Please write out every line of the material below, not only the point lines, and raise each x and y coordinate in the points by 47.
++++ Exercise input
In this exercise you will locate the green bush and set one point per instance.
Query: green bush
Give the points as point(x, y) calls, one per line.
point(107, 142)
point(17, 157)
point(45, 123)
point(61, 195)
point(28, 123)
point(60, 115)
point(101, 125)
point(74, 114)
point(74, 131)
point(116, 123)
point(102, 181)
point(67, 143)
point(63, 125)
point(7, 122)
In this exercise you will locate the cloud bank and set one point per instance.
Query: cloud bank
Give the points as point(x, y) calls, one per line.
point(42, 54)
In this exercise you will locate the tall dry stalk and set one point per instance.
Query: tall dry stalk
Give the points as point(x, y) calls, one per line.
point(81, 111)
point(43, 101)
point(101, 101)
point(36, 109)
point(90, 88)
++++++++
Exercise output:
In this exercise you will locate the green bush and set one point per instance.
Query: green bush
Give the points as point(x, y) calls, one per line.
point(154, 189)
point(64, 204)
point(92, 170)
point(108, 242)
point(75, 170)
point(107, 162)
point(148, 172)
point(121, 161)
point(121, 178)
point(163, 170)
point(149, 228)
point(114, 190)
point(110, 172)
point(54, 169)
In this exercise you will locate the cloud bank and set one point per instance.
Query: cloud bank
Give the points as point(x, y) calls, one per line.
point(89, 101)
In this exercise you will locate the tall dry stalk and set one point per instance.
Query: tall dry stalk
Give the points as point(x, y) calls, one per line.
point(128, 158)
point(90, 148)
point(148, 148)
point(83, 156)
point(137, 135)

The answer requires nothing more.